WHAT THE EXERCISE ASKS » Arrange the entries as a numbered list, from the first line up to and including the line with "<point>85,103</point>", and omit any blank lines.

◇ ◇ ◇ ◇ ◇ ◇ ◇

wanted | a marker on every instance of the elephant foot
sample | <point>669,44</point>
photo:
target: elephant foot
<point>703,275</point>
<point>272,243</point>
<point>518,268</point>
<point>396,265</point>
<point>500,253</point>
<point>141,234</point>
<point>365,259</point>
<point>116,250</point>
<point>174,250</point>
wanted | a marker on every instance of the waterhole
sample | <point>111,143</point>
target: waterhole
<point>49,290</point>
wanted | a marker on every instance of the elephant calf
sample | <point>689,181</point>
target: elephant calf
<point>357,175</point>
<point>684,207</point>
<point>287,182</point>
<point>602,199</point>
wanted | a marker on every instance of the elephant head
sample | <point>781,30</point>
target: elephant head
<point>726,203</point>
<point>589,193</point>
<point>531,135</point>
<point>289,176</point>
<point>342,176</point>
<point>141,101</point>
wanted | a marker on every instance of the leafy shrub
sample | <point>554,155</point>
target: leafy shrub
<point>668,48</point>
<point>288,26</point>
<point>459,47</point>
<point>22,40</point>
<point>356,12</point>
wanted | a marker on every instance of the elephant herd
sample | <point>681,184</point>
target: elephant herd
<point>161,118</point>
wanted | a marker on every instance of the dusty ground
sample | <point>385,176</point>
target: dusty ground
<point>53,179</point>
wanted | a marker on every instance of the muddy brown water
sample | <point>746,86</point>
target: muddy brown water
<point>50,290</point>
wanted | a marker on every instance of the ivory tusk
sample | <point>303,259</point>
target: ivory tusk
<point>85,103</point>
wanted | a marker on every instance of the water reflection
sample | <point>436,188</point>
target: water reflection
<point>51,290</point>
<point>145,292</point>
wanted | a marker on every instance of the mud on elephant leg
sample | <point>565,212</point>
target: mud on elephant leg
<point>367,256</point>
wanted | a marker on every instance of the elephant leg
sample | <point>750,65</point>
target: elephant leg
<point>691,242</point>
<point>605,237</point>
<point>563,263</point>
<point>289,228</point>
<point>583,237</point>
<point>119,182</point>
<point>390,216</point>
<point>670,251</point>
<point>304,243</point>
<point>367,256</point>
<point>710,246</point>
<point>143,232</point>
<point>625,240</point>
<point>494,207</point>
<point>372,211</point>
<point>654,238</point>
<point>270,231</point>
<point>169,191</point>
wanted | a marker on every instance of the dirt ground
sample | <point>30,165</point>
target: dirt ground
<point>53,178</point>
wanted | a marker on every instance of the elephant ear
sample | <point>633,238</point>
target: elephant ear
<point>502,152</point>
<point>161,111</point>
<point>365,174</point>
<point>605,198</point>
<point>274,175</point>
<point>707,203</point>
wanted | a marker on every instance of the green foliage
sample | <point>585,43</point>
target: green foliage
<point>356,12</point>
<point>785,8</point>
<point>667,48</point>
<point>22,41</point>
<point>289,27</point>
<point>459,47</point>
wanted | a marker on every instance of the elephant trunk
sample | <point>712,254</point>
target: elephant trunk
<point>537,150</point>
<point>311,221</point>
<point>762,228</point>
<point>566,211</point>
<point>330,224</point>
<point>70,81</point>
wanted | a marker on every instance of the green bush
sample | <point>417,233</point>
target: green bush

◇ ◇ ◇ ◇ ◇ ◇ ◇

ANSWER BELOW »
1. wanted | a marker on every instance of the elephant foot
2. sample | <point>669,44</point>
3. photo:
4. target: elephant foot
5. <point>703,275</point>
6. <point>272,243</point>
7. <point>518,268</point>
8. <point>396,265</point>
9. <point>500,253</point>
10. <point>141,234</point>
11. <point>365,259</point>
12. <point>116,250</point>
13. <point>174,250</point>
14. wanted | a marker on every instance of the waterhole
15. sample | <point>111,143</point>
16. target: waterhole
17. <point>49,290</point>
18. wanted | a marker on every instance of the elephant calf
19. sample | <point>689,181</point>
20. target: elephant calf
21. <point>357,175</point>
22. <point>684,207</point>
23. <point>287,182</point>
24. <point>602,199</point>
25. wanted | a marker on every instance of the elephant head
26. sample | <point>781,30</point>
27. target: elephant head
28. <point>726,203</point>
29. <point>589,193</point>
30. <point>531,135</point>
31. <point>289,176</point>
32. <point>342,176</point>
33. <point>141,101</point>
34. wanted | a marker on every instance of the leafy shrub
35. sample | <point>554,155</point>
36. target: leafy shrub
37. <point>668,48</point>
38. <point>288,26</point>
39. <point>459,47</point>
40. <point>22,40</point>
41. <point>356,12</point>
42. wanted | a marker on every instance of the elephant herd
43. sample | <point>681,184</point>
44. target: elephant herd
45. <point>161,118</point>
46. wanted | a marker on every instance of the dusty ground
47. sample | <point>385,176</point>
48. target: dusty ground
49. <point>53,179</point>
50. wanted | a marker on every instance of the muddy brown water
51. sample | <point>746,86</point>
52. target: muddy brown water
53. <point>50,290</point>
54. wanted | a marker on every instance of the ivory tusk
55. sample | <point>303,259</point>
56. target: ivory tusk
57. <point>85,103</point>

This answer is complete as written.